__PROBLEM STATEMENT__: Rewrite the entries from the line with "Would you please tell me where the cathedral central" up to and including the line with "[189,52,193,70]", switching "spire" to "tower" and leaving everything else unchanged.

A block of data
● ● ● ●

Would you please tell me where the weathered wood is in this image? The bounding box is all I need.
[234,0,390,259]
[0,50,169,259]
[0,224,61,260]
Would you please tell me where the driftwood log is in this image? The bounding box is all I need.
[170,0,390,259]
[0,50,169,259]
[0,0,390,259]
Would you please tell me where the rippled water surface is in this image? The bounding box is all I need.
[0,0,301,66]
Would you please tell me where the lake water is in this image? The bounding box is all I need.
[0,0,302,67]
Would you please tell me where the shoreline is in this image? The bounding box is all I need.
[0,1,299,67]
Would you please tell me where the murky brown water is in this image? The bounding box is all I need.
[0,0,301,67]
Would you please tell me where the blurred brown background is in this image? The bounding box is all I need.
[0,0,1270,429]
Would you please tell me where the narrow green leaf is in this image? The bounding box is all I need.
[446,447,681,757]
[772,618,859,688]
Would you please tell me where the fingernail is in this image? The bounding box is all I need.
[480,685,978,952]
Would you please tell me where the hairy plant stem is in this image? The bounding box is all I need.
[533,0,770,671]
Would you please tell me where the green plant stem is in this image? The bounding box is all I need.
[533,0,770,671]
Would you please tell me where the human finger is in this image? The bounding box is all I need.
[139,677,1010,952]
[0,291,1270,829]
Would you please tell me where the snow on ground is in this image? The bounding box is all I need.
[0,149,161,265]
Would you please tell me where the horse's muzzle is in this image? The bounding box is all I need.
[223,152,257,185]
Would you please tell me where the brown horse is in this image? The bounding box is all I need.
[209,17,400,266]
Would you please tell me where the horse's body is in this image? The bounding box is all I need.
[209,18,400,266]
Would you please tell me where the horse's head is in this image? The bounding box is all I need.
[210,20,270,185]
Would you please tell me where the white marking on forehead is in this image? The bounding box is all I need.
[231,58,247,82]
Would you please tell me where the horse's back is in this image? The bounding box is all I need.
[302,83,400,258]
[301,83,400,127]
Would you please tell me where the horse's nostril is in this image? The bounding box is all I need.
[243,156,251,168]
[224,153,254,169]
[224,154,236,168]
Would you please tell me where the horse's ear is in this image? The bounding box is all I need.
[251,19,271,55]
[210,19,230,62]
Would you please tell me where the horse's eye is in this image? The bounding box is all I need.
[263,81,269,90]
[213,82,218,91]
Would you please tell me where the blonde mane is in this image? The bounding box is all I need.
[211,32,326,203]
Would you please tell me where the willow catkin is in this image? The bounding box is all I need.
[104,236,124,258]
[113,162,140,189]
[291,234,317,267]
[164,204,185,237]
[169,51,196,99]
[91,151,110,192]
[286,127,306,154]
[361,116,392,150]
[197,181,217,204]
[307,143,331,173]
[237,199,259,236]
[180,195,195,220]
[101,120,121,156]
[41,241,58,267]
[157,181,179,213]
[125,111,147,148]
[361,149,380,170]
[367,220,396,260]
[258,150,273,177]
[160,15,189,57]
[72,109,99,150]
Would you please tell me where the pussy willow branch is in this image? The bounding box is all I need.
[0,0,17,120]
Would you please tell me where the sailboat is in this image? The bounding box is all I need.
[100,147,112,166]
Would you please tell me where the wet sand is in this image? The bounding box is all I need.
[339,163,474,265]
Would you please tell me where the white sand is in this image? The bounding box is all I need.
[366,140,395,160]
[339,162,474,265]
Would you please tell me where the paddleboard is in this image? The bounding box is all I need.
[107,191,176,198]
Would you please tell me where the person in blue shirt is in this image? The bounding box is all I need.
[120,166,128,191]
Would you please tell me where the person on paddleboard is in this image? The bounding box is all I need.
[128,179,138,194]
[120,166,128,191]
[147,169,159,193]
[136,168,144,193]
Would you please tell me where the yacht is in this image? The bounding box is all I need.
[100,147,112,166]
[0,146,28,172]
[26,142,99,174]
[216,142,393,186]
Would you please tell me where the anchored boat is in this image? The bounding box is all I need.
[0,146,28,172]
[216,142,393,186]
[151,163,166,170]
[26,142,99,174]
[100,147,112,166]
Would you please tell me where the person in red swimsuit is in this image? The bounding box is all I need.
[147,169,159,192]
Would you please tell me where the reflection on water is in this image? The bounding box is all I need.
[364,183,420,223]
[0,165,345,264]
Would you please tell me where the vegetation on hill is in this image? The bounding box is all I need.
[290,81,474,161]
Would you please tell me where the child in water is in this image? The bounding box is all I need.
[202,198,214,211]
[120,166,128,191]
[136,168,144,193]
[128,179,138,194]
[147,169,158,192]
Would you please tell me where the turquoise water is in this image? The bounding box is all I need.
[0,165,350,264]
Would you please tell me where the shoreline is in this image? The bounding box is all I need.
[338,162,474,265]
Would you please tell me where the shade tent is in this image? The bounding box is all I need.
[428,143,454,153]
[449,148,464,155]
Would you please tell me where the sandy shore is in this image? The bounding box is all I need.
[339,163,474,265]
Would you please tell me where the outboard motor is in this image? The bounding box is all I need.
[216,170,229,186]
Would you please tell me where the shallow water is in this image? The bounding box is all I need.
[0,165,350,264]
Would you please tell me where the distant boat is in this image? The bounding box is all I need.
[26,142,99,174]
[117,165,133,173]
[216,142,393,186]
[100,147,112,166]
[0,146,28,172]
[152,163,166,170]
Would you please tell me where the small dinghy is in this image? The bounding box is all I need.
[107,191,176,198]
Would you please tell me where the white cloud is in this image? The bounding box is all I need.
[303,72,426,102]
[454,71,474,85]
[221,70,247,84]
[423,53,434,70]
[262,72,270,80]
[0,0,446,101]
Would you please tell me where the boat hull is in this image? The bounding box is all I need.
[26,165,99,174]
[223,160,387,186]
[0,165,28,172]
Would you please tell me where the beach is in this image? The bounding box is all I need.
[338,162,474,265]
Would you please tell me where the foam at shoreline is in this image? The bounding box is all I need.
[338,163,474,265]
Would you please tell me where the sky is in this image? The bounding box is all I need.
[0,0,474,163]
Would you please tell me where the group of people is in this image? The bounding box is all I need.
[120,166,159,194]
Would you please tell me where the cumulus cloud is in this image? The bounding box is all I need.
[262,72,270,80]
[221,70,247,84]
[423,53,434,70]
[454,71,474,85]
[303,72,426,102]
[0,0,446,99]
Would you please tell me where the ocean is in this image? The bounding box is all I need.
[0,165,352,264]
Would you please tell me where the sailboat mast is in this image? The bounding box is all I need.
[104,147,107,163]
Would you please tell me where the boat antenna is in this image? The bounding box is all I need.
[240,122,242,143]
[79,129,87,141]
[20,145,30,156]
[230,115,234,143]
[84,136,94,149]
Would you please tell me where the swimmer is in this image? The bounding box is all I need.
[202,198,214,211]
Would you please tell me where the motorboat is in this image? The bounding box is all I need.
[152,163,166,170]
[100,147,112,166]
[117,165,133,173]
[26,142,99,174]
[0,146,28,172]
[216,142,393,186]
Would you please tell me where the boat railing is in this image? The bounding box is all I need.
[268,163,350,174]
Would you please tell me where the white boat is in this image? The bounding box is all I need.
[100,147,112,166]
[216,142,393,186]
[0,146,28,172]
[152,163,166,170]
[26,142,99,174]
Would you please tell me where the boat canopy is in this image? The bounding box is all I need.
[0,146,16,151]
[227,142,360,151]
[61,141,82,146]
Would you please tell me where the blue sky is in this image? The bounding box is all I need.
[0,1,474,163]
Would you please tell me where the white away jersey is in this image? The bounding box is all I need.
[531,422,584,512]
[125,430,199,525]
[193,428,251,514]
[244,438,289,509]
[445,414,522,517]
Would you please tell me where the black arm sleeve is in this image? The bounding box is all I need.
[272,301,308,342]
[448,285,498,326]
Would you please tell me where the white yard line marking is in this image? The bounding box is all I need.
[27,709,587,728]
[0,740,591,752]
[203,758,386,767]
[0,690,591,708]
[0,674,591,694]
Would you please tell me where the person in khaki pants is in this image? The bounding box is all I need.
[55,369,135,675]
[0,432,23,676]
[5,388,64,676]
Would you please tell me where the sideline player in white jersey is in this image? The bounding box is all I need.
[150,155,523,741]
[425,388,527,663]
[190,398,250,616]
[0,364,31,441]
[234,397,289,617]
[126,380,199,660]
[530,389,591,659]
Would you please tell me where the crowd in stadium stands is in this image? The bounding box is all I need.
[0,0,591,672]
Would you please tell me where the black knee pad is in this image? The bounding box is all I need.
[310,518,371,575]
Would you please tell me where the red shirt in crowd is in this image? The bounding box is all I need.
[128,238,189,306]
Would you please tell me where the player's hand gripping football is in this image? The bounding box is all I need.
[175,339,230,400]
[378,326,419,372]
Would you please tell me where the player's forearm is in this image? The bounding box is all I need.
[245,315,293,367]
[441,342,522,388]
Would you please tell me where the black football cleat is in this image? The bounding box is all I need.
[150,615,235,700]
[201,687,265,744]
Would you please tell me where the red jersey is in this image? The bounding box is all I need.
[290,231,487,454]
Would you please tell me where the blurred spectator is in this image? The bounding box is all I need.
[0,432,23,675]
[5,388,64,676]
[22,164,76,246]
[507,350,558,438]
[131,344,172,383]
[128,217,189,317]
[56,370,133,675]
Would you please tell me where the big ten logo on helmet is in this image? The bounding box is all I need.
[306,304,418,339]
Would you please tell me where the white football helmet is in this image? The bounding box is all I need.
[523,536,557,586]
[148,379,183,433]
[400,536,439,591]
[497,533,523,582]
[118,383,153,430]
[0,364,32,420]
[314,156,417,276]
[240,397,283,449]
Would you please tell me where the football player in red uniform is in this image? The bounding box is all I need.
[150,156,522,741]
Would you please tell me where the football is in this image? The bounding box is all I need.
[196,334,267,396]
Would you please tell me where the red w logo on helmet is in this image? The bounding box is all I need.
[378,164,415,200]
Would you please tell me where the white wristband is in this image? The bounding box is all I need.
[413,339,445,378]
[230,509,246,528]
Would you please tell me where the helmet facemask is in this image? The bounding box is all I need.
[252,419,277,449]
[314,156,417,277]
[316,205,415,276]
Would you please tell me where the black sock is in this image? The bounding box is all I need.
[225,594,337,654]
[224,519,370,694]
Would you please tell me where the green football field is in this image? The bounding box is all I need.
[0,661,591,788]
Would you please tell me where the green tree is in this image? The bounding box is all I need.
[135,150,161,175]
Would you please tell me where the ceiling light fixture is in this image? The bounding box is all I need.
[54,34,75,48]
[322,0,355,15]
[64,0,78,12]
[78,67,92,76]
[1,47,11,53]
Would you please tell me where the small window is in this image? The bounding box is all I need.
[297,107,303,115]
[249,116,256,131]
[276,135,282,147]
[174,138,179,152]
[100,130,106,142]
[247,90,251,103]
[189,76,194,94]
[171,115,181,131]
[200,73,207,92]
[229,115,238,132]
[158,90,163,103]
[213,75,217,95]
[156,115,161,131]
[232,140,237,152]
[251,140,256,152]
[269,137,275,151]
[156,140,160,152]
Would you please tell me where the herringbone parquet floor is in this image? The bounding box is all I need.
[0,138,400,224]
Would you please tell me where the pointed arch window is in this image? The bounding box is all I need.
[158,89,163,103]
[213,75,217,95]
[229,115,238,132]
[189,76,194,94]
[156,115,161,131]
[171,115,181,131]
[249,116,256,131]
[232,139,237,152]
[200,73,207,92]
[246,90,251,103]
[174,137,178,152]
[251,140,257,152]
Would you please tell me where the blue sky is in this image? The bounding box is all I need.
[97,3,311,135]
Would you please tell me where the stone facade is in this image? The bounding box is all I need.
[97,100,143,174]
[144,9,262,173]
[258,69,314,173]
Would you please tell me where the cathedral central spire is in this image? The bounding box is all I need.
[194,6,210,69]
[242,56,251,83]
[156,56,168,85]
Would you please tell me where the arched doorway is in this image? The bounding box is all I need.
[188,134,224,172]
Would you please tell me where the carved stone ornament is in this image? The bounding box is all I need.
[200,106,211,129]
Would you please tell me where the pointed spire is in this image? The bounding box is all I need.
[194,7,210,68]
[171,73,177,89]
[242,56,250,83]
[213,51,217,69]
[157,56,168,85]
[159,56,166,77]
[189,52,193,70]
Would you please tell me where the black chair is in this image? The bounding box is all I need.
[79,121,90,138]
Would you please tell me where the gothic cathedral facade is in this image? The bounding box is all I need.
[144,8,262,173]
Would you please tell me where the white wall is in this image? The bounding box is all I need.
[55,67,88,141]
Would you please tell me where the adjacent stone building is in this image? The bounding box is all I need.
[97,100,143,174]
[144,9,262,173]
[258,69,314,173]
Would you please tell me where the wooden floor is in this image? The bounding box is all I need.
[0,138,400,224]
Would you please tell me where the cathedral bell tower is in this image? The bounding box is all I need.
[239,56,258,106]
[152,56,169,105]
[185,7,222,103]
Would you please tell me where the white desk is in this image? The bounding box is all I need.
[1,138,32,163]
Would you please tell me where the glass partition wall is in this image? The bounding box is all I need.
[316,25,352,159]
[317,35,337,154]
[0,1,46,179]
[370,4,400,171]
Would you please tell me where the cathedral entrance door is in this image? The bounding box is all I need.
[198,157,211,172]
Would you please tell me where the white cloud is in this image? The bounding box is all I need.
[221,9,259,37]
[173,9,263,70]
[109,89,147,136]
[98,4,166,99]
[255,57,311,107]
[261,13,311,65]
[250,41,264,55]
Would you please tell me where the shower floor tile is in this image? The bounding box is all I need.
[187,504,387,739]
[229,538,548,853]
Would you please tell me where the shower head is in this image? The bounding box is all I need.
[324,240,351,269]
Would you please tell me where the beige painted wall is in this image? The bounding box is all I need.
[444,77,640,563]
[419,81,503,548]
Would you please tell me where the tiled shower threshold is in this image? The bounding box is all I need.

● ● ● ●

__EXPECTED ANSWER__:
Would you please tell me where the cathedral central tower is in this image? The bounding box is all I need.
[194,6,210,69]
[242,56,251,83]
[156,56,168,85]
Would you please tell me where the arched doorway is in this image? The bounding box is all I need.
[188,134,224,172]
Would you please tell me where the carved stone ornament is in this image? The bounding box is all I need.
[200,106,211,129]
Would you please tell me where the pointed tower is in this image? The bounding box is all I need.
[194,7,210,68]
[171,73,177,89]
[242,56,250,83]
[213,51,217,69]
[157,56,168,85]
[159,56,166,77]
[189,52,193,70]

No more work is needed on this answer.